**DA SVOLGERE:**
a: Nel testo sul viaggio in bicicletta, in quale data un mortale brivido della terra sembrava aver annientato l'uomo?
b: Prosegui il testo sul viaggio in bicicletta dopo la sua ultima frase.

**TESTO PROPOSTO:**

L’uomo non si è piegato alla terra che il 26 settembre 1997 con un mortale
brivido sembrava averlo annientato. Le case ricrescono più lentamente della
vita; i ciclisti osservano con le loro piccole e giocose sofferenze i segni
della lotta fra la crudeltà della natura e la tenacia delle sue creature. Lotta
anche Seripa contro la salita, un nemico molto meno crudele, ma in quel momento
per lui assai strenuo.
19.30 – 8.17 Colfiorito Km 267
Il risveglio sul primo degli altipiani apre pensieri
elevati che fluttuano in una grande palude prima di un piccolo valico e in una
lunga strada accogliente e selvaggia diretta a Norcia. Si svegliano anche le
parole in mezzo a quelle distese di silenzio verde. La principessa Bertelli, nel
suo ruolo di ministro per le politiche relazionali itineranti, non si lascia
sfuggire l’unico ciclista domenicale umbro per recuperare la favella repressa.

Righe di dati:
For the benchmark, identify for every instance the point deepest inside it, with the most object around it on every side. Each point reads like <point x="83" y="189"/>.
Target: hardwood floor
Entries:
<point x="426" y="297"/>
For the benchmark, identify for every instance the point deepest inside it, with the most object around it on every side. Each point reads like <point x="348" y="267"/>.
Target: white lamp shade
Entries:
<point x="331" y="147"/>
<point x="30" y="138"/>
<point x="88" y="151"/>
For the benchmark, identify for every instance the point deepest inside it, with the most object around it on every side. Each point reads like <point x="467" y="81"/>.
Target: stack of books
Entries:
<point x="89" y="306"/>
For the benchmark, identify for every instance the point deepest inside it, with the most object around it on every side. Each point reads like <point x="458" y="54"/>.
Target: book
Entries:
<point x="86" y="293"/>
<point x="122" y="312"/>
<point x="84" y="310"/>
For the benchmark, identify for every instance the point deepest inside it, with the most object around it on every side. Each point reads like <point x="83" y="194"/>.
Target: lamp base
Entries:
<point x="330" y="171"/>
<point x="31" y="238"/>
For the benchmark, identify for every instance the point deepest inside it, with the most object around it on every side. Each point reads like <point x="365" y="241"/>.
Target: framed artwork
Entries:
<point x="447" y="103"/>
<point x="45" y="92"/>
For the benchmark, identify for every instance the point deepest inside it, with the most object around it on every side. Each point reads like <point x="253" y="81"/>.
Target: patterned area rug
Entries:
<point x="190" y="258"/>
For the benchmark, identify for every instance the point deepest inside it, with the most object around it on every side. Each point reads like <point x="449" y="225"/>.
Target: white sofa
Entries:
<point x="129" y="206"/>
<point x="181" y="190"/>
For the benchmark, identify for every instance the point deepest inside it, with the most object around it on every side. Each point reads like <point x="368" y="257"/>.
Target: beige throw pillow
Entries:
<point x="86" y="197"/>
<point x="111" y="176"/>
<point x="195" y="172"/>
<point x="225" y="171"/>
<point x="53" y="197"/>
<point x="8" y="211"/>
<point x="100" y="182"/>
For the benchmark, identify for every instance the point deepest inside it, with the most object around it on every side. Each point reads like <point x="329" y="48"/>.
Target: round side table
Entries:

**ESERCIZI SVOLTI:**
a: Il 26 settembre 1997.

b:
La purezza di quei boschi e il profumo dell’acqua del fiume Sordo rendono
quasi tollerabile anche un pugno di civiltà che colpisce i ciclisti sotto forma
di veicoli incolonnati coi loro aliti maleodoranti.
11.40 Norcia Km 325
Campeggia in petroso e latineggiante stampatello la
scritta VETVSTA NVRSIA sulla porta di questa città che da Nortia, dea etrusca
della fortuna, prende il nome e lo divulga nelle sue famose specialità
gastronomiche. Nucci, nel suo ruolo di ministro ad interim per le politiche
mangerecce, conduce il gruppo presso la Boutique del Pecoraro, un’azienda che
davanti alla statua di San Benedetto benedicente espone come insegne cinghiali
decapitati e pecore scuoiate, e in un angusto volume stipa un’originale varietà
di manufatti anatomici come coralline, norcinelle, salamelle, bastoni di fegato,
coglioni di mulo, ciauscoli, capocolli, guanciali etc. Un boccone di ricotta,
offerto dal simpatico norcino con la u facile, è come un’ostia
consacrata prima di una religiosa ascensione verso l’altopiano di Castelluccio.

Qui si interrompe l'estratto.